*Actions to take*
1. Answer these questions about the notebook code, please:
(a) Which model checkpoint name is passed to from_pretrained?
(b) What expression is assigned to max_pixels?
(c) In what order does the docstring of is_click_in_bbox list the values of bbox?
2. Translate this sentence from the notebook code into Spanish: "Check if click coordinates are within the bounding box."

*Extract provided*
_ _ _ _ _

In [34]:
from io import BytesIO
import requests
import ast

from datasets import load_dataset
import torch
from PIL import Image, ImageDraw
from qwen_vl_utils import process_vision_info
from transformers import Qwen2VLForConditionalGeneration, AutoProcessor

In [36]:
model = Qwen2VLForConditionalGeneration.from_pretrained(
    "showlab/ShowUI-2B",
    torch_dtype=torch.float16,
    device_map="auto"
).to("cuda")

huggingface/tokenizers: The current process just got forked, after parallelism has already been used. Disabling parallelism to avoid deadlocks...
	- Avoid using `tokenizers` before the fork if possible
	- Explicitly set the environment variable TOKENIZERS_PARALLELISM=(true | false)


In [37]:
min_pixels = 256*28*28
max_pixels = 1344*28*28

processor = AutoProcessor.from_pretrained(
    "showlab/ShowUI-2B",
    min_pixels=min_pixels,
    max_pixels=max_pixels,
)

In [None]:
import ast
import torch
from torch.utils.data import DataLoader
from datasets import load_dataset
from tqdm import tqdm

def collate_fn(batch):
    """Custom collate function to handle batch processing"""
    return batch

def is_click_in_bbox(click_xy, bbox):
    """
    Check if click coordinates are within the bounding box.
    
    Args:
        click_xy: [x, y] coordinates (normalized 0-1)
        bbox: [x_min, y_min, x_max, y_max] (normalized 0-1)
    
    Returns:
        bool: True if click is within bbox
    """

_ _ _ _ _

*Information provided*
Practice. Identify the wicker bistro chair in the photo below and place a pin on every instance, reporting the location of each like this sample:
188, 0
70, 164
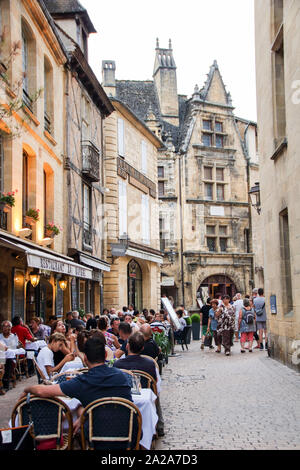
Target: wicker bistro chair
64, 376
147, 381
111, 424
47, 415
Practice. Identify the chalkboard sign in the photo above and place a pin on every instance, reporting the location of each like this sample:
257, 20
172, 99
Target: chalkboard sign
18, 292
74, 294
59, 307
273, 304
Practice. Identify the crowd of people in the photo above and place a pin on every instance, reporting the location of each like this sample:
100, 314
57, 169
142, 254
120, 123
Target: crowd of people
240, 319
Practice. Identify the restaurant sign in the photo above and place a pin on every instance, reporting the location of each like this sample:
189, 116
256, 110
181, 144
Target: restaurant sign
59, 266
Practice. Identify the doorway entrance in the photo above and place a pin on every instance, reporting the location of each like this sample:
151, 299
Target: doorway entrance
218, 284
134, 279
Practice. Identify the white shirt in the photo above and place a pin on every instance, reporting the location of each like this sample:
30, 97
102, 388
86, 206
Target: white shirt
11, 342
237, 306
45, 358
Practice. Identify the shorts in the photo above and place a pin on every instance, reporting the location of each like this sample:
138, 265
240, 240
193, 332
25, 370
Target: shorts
261, 325
247, 336
204, 330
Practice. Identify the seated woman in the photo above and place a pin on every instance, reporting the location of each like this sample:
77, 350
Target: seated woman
68, 346
39, 331
45, 358
111, 340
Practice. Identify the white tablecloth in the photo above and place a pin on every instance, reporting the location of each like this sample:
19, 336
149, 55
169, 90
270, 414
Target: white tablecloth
12, 353
76, 364
35, 345
145, 403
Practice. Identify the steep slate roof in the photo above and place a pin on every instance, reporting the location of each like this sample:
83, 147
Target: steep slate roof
141, 97
65, 8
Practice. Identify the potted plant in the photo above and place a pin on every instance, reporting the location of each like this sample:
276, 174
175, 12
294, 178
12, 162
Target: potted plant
32, 216
7, 200
52, 230
189, 323
195, 318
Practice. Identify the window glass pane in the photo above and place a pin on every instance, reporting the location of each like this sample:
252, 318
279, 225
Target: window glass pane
219, 141
207, 124
161, 188
219, 126
223, 244
210, 229
223, 230
207, 173
208, 191
220, 192
211, 244
220, 174
206, 140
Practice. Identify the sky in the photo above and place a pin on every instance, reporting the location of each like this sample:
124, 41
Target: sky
201, 31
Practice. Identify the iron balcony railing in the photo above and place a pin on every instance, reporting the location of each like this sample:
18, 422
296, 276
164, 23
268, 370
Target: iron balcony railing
27, 100
90, 161
47, 123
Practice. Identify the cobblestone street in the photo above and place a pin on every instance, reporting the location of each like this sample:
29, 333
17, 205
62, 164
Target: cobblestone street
211, 401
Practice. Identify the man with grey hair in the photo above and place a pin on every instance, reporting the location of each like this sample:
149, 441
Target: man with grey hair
237, 306
76, 321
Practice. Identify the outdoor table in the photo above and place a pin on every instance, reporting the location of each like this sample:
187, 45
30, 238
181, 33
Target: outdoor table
12, 353
145, 403
35, 345
72, 365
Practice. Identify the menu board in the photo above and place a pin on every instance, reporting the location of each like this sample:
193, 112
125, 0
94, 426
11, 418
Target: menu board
173, 317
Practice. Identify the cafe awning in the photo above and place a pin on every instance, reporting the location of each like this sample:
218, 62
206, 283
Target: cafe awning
43, 260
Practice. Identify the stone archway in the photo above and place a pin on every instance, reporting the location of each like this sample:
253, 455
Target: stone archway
217, 284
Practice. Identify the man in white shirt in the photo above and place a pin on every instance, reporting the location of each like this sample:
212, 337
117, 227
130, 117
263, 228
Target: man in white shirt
45, 358
237, 306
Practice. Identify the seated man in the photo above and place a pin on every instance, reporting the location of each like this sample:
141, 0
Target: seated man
150, 346
45, 358
100, 381
124, 333
134, 361
21, 331
8, 340
114, 326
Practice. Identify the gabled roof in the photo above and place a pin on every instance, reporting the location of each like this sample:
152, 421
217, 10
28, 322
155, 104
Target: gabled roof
69, 8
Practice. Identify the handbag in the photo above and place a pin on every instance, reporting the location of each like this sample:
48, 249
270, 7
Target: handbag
208, 339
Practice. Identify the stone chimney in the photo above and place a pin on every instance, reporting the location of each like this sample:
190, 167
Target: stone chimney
108, 77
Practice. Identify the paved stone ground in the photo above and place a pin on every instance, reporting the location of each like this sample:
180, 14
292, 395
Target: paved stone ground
244, 401
211, 401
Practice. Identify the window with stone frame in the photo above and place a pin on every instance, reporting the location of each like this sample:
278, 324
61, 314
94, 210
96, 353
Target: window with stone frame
207, 139
161, 188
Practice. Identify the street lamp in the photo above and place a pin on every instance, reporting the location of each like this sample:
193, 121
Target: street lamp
255, 197
171, 255
34, 277
63, 283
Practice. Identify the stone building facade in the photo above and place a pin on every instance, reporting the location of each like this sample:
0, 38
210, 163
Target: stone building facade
86, 107
42, 159
131, 214
277, 38
205, 172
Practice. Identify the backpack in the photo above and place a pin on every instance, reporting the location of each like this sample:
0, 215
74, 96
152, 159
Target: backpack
249, 317
259, 312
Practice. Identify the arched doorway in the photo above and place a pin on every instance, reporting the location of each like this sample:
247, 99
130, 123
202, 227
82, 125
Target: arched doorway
134, 280
39, 300
217, 284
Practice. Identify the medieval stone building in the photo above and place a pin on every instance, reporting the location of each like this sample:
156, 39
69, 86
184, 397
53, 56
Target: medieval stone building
205, 170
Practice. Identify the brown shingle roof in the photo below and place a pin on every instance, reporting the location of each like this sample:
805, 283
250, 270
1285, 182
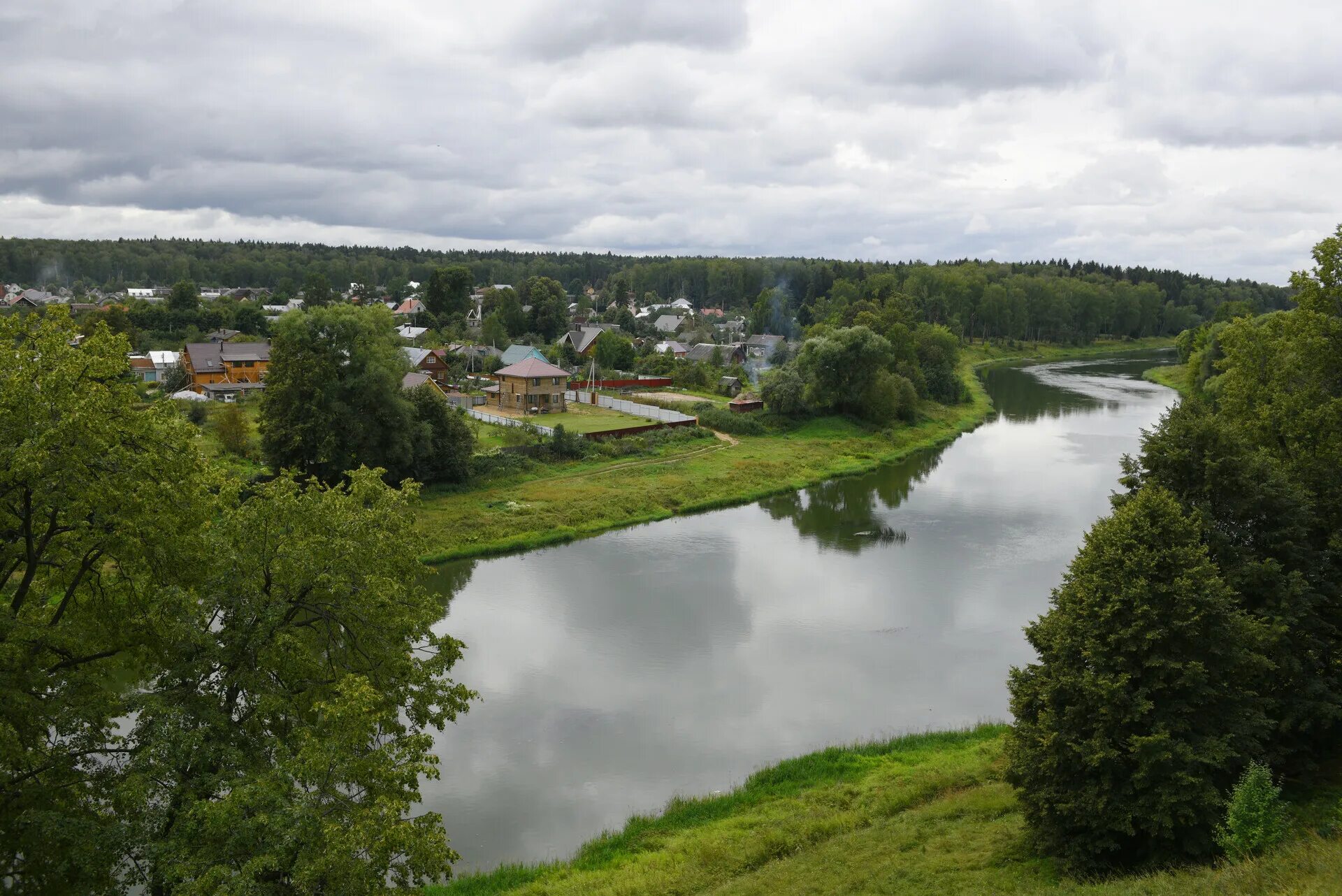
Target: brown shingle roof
532, 368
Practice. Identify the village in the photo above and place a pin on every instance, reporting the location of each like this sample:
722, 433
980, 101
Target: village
695, 356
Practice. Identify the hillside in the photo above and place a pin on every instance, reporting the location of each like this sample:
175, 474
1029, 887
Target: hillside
918, 814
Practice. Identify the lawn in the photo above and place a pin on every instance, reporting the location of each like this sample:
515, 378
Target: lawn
1174, 376
923, 814
580, 417
568, 500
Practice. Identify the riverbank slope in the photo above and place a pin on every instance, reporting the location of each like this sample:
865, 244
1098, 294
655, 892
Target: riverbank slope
1174, 376
918, 814
561, 502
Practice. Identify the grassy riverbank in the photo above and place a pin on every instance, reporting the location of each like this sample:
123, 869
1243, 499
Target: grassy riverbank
561, 502
1174, 376
917, 814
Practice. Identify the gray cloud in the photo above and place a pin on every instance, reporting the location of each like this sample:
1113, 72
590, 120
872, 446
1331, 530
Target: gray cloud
1190, 136
567, 30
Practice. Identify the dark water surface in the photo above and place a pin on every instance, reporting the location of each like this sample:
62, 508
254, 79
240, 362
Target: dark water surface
682, 655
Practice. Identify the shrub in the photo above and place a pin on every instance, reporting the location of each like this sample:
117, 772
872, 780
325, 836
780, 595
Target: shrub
736, 424
567, 445
195, 411
234, 430
498, 464
1255, 816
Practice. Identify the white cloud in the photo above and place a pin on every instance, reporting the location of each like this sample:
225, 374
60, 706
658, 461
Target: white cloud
1193, 136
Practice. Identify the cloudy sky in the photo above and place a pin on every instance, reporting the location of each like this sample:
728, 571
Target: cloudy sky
1202, 136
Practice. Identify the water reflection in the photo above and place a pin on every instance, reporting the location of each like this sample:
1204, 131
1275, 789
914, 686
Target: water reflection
844, 514
678, 656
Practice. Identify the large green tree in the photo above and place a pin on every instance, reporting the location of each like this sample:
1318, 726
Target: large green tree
238, 702
87, 481
185, 297
449, 290
317, 291
333, 393
614, 352
840, 368
549, 306
281, 749
443, 440
1140, 711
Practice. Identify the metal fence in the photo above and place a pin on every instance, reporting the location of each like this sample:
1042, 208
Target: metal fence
647, 412
509, 421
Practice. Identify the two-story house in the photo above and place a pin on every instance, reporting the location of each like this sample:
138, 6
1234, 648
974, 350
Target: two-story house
231, 363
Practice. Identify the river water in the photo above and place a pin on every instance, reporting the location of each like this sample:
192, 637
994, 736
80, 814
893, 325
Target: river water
677, 658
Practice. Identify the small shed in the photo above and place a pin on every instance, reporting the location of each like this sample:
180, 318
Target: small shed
745, 401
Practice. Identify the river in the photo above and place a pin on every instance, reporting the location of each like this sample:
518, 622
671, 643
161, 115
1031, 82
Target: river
677, 658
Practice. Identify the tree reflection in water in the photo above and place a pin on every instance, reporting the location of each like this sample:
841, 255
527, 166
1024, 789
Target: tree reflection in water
846, 514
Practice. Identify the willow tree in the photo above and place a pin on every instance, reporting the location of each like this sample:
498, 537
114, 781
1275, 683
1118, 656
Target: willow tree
204, 687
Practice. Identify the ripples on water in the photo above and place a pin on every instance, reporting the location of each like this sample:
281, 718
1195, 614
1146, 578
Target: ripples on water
679, 656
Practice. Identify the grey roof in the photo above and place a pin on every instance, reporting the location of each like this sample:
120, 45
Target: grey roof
245, 350
415, 380
208, 357
205, 357
704, 352
231, 386
582, 338
516, 353
414, 354
532, 368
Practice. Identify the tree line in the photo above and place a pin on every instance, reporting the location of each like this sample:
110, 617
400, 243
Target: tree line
205, 684
1199, 630
1057, 301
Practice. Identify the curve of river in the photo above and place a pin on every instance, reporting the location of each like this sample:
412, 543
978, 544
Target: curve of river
679, 656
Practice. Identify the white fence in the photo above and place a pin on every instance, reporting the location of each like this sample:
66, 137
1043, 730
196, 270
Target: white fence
509, 421
647, 412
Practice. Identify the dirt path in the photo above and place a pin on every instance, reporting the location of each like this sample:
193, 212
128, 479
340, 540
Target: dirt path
729, 442
669, 396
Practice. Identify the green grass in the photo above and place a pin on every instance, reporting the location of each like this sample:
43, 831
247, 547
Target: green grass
580, 417
210, 446
561, 502
1174, 376
921, 814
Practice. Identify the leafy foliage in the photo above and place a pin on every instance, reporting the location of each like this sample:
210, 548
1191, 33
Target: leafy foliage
445, 440
1255, 816
1126, 732
614, 352
333, 395
233, 703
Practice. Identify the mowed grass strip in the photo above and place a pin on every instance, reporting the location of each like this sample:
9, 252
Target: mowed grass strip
923, 814
565, 502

_ _ _ _ _

*Answers in order*
1.
(a) "showlab/ShowUI-2B"
(b) 1344*28*28
(c) [x_min, y_min, x_max, y_max], normalized 0-1

2. Comprueba si las coordenadas del clic están dentro del cuadro delimitador.